#### Reading passage:
__________________________________________________
Challenges and Opportunities of Heterogeneous Biomedical Data

“In today’s Big Data world, companies rely on data scientists to extract insights from their vast, ever-expanding and diversified data sets… Many people think of data science as a job, but it’s more accurate to think of it as a way of thinking, a means of extracting insights through the scientific method.”-Thilo Huellmann

Biological Big Data: What It Means for Drug Discovery

In recent years, multi-omics studies such as genomics, transcriptomics, proteomics, etc. have helped scientists to derive insights into the molecular mechanism of disease progression. But each of these studies produces different types of data that differ in format and structure.

When a scientist tries to answer a research question, they invariably need to deal with the heterogeneity of different datatypes. Even a relatively straightforward transcriptomics analysis asks for dealing with several molecules and entities like transcripts/mRNAs, pathways, diseases, etc. This problem gets compounded rapidly when trying to work with multi-omics data and their analyses where one would see entities like genes, mRNAs, proteins, metabolites, pathways, diseases, etc. It becomes vital to ensure that these heterogeneous – but interconnected – entities are connected properly to unlock the full potential of the data.

‍

Importance of Biological Networks in Drug Discovery

According to Nilanjan Banerjee, an ML researcher at Elucidata, the industry has collectively moved toward a systems biology-focused approach, and with it, the fundamental aim of drug discovery changed. “It now aims to first understand the complex biological systems within our cells and how their dysregulation leads to disease, and finally develop methods to selectively target these systems,” says Nilanjan.

Biological networks often contain multi-scale elements, ranging from molecular components to tissues; both physical and abstract entities, ranging from proteins to phenotypic outcomes. Networks also contain diverse types of interactions between entities, such as inhibitions, activations, associations, and causal interactions.

A conventional way of gathering insights in the above scenario would require the following steps:

A gene knockdown problem (using a compound to inhibit a gene or a protein) would first involve finding relevant datasets or generating them in-house.These would likely be linked to one (or a small subset of) cell line models and diseases.
Using the disease of interest, scientists would find up-regulated or down-regulated pathways. These pathways would guide interpretation of disease genesis and which potential compounds can palliate the disease.
With a similar exercise on drugs, scientists can find the pathways a drug can up-regulate or down-regulate. A fit of the drug pathways on the disease pathways can guide which potential drug can be best suited to work against the disease.
__________________________________________________
#### Information supplied:
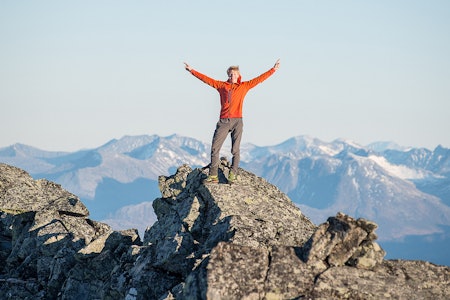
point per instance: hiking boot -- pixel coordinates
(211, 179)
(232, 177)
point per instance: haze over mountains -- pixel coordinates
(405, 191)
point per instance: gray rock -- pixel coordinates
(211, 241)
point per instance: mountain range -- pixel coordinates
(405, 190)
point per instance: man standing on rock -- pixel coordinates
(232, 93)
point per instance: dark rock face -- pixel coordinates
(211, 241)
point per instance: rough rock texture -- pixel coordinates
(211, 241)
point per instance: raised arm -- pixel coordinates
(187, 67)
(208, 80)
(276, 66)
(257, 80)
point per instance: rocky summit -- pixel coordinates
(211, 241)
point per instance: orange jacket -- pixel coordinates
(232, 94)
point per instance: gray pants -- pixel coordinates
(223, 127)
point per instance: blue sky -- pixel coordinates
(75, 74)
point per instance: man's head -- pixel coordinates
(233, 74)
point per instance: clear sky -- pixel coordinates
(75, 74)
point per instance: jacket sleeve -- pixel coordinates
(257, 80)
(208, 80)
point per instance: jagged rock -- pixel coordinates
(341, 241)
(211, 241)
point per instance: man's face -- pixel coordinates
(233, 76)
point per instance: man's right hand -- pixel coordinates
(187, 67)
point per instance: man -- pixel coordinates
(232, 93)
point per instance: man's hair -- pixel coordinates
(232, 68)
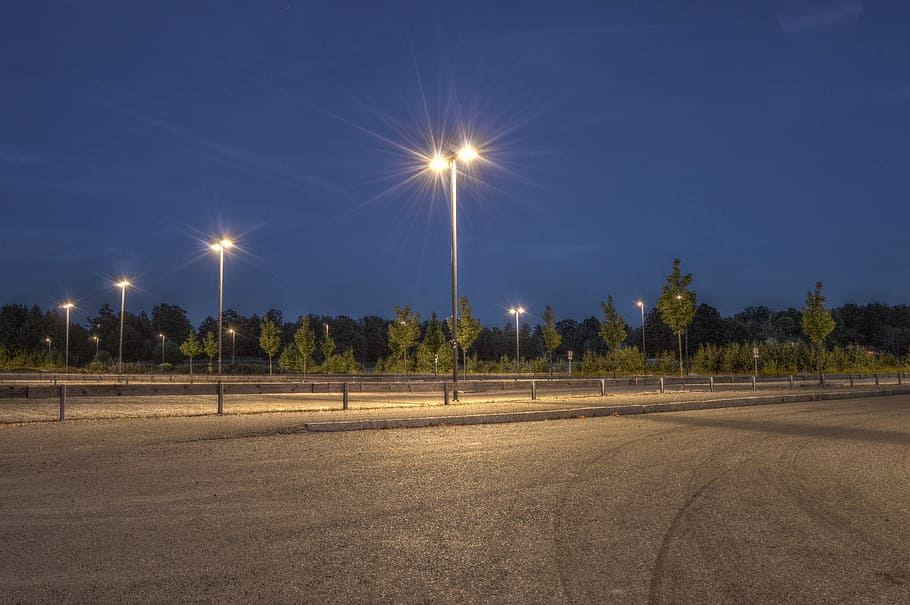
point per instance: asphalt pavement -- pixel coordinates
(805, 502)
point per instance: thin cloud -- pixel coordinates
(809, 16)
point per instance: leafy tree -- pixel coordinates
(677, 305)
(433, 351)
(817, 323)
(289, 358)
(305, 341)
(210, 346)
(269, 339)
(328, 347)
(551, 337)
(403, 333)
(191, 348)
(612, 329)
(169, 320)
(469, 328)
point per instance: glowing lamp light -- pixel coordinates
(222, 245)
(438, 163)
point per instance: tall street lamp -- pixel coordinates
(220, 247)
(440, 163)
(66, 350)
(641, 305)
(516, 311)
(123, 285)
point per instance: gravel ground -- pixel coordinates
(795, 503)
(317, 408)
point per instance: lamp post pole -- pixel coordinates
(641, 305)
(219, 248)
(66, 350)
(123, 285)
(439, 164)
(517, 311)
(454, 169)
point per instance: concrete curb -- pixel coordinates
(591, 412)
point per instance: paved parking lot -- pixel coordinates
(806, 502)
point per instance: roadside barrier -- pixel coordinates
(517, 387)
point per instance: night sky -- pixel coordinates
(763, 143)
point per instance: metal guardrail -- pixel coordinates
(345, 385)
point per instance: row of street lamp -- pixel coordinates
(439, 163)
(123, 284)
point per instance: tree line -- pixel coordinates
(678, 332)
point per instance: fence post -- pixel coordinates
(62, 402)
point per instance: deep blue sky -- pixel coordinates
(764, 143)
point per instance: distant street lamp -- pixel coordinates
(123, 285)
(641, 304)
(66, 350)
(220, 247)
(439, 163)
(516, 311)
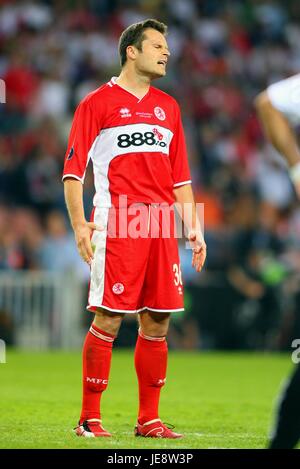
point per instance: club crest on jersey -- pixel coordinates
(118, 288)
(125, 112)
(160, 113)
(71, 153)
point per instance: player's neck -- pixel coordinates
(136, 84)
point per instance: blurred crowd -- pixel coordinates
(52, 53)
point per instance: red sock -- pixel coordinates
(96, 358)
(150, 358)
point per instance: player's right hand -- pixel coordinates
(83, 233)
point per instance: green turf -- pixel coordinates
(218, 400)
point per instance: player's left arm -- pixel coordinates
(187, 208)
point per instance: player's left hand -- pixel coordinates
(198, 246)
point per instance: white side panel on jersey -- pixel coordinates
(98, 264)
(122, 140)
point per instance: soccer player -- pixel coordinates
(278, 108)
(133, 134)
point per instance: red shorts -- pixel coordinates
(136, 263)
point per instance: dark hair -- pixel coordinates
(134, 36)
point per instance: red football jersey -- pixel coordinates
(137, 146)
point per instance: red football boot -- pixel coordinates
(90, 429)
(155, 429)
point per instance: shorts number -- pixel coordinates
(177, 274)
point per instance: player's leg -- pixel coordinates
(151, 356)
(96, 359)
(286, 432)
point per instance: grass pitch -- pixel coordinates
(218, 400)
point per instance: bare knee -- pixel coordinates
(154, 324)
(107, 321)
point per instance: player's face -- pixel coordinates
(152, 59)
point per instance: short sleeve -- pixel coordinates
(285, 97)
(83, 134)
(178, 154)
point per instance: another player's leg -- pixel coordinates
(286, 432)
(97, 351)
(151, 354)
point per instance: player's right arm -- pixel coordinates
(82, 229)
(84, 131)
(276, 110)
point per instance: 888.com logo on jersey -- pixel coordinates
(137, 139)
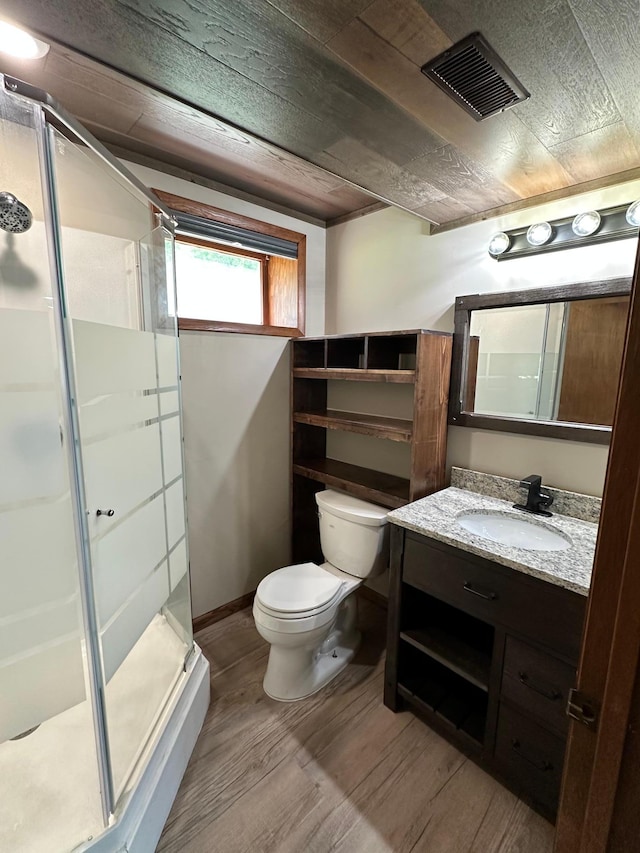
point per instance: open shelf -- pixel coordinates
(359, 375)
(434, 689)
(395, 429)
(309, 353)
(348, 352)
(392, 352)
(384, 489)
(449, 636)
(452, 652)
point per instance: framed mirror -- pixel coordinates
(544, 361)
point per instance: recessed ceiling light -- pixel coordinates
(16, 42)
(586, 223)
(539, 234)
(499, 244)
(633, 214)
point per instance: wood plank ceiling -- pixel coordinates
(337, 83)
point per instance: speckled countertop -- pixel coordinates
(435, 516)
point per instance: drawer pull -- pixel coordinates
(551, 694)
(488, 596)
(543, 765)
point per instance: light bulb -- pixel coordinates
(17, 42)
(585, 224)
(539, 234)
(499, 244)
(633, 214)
__________________________________________________
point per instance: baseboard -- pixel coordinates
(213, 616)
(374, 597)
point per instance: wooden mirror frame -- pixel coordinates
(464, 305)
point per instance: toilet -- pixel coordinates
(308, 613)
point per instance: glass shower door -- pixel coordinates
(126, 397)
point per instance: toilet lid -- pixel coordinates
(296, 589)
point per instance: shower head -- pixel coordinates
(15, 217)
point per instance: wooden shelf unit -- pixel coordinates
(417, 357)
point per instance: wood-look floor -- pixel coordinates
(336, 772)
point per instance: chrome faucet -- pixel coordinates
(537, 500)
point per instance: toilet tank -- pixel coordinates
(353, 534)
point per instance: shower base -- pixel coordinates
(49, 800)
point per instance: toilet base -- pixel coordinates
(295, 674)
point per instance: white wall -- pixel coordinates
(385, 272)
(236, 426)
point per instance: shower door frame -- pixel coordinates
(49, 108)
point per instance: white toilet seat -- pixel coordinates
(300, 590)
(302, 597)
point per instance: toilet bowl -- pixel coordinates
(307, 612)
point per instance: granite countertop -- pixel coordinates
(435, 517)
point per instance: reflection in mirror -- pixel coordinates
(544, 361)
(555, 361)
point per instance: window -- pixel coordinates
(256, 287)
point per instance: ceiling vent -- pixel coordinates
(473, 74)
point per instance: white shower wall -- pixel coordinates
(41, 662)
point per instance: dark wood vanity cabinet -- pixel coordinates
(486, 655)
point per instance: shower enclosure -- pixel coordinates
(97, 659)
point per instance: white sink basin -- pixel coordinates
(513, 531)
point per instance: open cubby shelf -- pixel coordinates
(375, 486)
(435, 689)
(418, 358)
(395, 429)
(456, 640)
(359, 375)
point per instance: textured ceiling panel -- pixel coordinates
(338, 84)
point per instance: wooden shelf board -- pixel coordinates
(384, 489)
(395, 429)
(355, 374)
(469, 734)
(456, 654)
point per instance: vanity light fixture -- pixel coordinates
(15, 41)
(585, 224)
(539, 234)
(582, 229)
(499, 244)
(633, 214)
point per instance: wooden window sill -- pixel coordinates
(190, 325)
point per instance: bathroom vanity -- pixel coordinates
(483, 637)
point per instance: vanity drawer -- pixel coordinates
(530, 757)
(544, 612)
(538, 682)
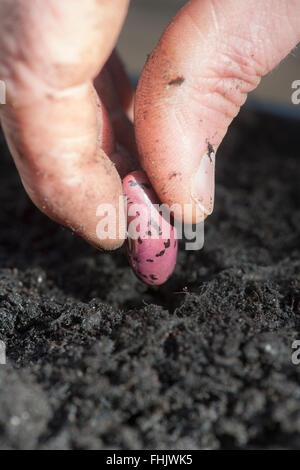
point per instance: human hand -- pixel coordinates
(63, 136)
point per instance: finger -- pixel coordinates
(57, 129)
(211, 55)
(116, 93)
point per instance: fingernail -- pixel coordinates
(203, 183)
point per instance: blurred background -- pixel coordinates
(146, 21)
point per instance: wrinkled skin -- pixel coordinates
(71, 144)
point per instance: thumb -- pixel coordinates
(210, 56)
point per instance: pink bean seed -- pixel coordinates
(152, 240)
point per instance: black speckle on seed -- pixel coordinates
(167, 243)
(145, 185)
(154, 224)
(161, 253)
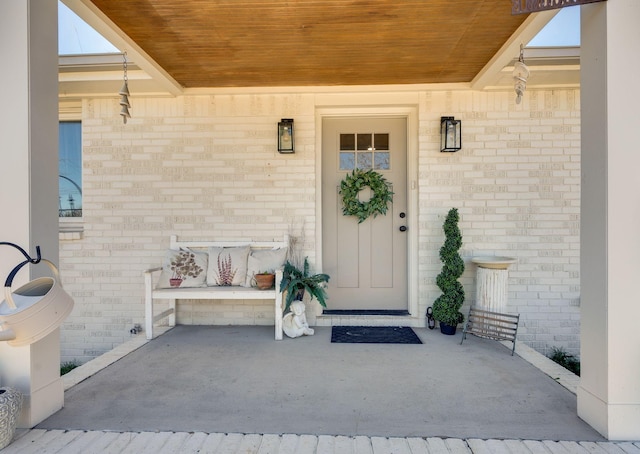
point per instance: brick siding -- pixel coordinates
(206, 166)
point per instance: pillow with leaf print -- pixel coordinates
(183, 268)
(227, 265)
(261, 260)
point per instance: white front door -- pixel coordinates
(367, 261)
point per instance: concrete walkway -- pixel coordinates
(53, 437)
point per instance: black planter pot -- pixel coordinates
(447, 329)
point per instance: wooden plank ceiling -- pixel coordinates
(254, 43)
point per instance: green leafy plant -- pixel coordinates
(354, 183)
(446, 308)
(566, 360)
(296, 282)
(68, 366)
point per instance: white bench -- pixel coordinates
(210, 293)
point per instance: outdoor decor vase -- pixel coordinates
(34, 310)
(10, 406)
__________________________________________________
#### Exercise:
Write the next part of the article on heterogeneous biomedical data in drug discovery, starting after its final sentence.

#### Response box:
This sounds much simpler in theory. Making the leaps in deduction as listed above is a laborious and iterative process. Imagine tabulating millions of rows and trying to capture relationships amongst them. This problem only gets worse at scale. Rather than doing the exercise above one-by-one, many bioinformatics scientists are turning towards knowledge graphs (KGs). KGs help reduce the search space and provide a system-wide view of the underlying biology.

Channeling Kgs for Drug Discovery

KGs containing drug, disease, and gene (Source: Paper by Sosa et al.,)

‍

“Knowledge graphs help in integrating information from across the literature of pharmacology, genetics, and pathology.“

KGs have been around for more than 3 decades. But suitable areas of application have emerged only recently. KGs trickled down from the need of designing a framework to connect the metadata across the world wide web. Graph theorists believed that representing data as a graph makes it logically explicit and intuitive. Today, KGs have become ubiquitous. From e-commerce giants to life sciences startups, KGs have extended their reach to almost everywhere. Especially in the case of life sciences, where heterogeneity is a major challenge, leveraging KGs to extract insights out of information is a likely solution.

A few demonstrated benefits of knowledge graphs are:

Early-stage drug discovery and repurposing, identification of pathogenic genes and drug targets.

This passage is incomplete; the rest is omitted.